• Task directions: Return exactly the span of lines that opens with the line containing "Annotate the blue backpack" and closes with the last line of the data, inclusive.

=== Begin Enclosure ===

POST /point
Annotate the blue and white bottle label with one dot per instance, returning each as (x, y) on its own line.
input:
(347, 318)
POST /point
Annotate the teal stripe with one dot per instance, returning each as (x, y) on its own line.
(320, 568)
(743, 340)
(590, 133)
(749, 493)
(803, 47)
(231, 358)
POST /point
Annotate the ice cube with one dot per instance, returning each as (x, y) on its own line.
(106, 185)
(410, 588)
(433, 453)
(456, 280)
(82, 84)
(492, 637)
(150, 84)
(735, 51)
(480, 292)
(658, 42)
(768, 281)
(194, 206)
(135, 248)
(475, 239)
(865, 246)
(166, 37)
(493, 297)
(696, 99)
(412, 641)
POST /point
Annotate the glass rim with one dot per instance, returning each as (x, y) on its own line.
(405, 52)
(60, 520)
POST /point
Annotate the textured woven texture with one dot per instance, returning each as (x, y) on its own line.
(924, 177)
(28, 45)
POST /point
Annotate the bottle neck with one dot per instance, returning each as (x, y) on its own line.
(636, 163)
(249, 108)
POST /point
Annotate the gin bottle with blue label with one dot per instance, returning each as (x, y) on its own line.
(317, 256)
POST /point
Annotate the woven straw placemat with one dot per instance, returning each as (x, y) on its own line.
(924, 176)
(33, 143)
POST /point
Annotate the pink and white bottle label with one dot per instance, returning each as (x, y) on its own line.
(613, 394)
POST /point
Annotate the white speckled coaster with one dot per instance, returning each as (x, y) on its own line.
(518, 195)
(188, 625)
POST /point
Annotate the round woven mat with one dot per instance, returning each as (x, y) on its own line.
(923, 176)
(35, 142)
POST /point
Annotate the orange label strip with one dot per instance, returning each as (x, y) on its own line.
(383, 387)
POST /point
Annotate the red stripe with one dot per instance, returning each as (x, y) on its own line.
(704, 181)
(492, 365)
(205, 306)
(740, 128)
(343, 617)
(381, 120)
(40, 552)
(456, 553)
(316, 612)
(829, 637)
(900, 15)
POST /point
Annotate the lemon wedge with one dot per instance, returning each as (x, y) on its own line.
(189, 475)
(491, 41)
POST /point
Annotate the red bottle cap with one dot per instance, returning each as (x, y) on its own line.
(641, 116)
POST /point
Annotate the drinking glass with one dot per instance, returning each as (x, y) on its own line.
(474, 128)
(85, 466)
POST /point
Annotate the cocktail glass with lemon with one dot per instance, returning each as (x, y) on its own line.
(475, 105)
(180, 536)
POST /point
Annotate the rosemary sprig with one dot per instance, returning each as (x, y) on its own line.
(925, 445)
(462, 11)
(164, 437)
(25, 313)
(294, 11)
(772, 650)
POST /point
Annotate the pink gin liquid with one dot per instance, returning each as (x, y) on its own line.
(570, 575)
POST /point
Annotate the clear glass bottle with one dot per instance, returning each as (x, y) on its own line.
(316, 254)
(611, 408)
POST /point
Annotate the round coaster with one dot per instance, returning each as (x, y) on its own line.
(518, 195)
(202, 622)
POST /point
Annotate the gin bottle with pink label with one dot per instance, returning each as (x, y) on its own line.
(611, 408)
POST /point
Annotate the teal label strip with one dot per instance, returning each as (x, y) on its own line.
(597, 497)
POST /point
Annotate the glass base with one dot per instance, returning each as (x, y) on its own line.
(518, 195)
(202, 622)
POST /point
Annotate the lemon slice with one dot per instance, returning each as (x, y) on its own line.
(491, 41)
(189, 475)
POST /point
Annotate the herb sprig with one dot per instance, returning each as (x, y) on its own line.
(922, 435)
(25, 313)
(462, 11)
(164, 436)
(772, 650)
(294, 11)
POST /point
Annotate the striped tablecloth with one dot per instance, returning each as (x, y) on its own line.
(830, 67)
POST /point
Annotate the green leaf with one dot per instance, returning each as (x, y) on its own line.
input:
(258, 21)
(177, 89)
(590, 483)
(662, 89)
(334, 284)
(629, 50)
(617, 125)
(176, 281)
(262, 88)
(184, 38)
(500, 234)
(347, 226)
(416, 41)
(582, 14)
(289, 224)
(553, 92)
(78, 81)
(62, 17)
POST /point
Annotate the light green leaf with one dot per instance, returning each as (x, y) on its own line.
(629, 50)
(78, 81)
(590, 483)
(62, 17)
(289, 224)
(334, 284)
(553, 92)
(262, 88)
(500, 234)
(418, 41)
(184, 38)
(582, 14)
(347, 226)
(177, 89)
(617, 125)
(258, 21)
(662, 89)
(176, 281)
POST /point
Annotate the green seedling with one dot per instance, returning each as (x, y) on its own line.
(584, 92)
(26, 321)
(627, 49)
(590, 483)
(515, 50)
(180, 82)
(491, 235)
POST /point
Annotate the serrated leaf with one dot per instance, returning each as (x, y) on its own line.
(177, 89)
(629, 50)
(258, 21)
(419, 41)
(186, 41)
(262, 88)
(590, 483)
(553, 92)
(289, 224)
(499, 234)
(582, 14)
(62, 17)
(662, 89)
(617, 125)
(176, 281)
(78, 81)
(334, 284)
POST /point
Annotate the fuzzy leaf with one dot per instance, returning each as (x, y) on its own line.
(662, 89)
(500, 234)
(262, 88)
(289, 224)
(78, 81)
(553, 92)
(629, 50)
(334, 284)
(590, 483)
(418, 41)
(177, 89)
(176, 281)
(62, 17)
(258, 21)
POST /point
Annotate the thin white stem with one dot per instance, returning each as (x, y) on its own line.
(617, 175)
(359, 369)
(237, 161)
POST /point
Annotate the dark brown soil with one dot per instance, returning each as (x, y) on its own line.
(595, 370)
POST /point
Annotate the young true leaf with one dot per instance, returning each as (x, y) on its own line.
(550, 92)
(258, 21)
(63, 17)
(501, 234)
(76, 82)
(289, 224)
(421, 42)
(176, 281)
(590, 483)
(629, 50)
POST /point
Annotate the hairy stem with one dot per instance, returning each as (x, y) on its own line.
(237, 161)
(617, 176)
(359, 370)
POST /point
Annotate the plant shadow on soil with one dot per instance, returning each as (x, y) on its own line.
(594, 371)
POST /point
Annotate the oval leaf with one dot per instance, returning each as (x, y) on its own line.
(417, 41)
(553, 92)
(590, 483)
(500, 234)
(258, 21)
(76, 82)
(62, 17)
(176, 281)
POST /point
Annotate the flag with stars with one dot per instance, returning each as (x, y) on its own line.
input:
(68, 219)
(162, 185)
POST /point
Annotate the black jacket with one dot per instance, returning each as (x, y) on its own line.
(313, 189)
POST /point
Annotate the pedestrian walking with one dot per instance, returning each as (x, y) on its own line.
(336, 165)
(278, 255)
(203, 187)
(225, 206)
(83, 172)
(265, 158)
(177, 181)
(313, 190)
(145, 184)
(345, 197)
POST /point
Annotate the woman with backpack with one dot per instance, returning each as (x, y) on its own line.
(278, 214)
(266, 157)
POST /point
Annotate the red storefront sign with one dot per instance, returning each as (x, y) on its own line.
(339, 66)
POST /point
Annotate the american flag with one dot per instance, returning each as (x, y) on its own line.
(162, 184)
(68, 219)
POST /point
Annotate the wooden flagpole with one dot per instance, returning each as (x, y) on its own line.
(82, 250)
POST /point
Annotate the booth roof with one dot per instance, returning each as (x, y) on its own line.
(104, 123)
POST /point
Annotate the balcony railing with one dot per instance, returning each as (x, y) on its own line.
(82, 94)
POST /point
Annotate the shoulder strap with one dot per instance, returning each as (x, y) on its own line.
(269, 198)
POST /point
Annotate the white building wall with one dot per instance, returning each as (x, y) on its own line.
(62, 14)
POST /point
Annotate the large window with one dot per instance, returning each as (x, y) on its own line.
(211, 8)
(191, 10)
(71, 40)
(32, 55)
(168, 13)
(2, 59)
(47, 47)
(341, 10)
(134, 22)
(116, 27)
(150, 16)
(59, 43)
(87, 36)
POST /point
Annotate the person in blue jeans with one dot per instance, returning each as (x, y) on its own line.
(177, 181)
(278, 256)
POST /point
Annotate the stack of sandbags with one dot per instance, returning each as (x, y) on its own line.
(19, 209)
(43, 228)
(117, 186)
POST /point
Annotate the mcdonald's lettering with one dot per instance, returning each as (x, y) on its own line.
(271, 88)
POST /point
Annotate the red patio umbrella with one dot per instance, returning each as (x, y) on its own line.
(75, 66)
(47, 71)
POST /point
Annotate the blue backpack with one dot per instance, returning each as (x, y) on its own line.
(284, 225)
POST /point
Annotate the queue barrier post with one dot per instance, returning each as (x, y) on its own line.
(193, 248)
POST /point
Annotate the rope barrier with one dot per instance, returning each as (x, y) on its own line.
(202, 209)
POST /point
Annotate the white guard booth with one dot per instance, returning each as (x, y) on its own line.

=== End Enclosure ===

• Answer to this exercise:
Annotate the blue backpack with one dot per instance, returning each as (x, y) on its own line.
(284, 225)
POST /point
Annotate the queue barrier post with one dot per instance, returning each as (x, y) on its own line.
(193, 248)
POST /point
Annotate the rope barrier with one dot per instance, returning each as (x, y) on its own line.
(202, 209)
POST /point
Annotate the white guard booth with one dot per instance, returning each as (x, y) on its own line.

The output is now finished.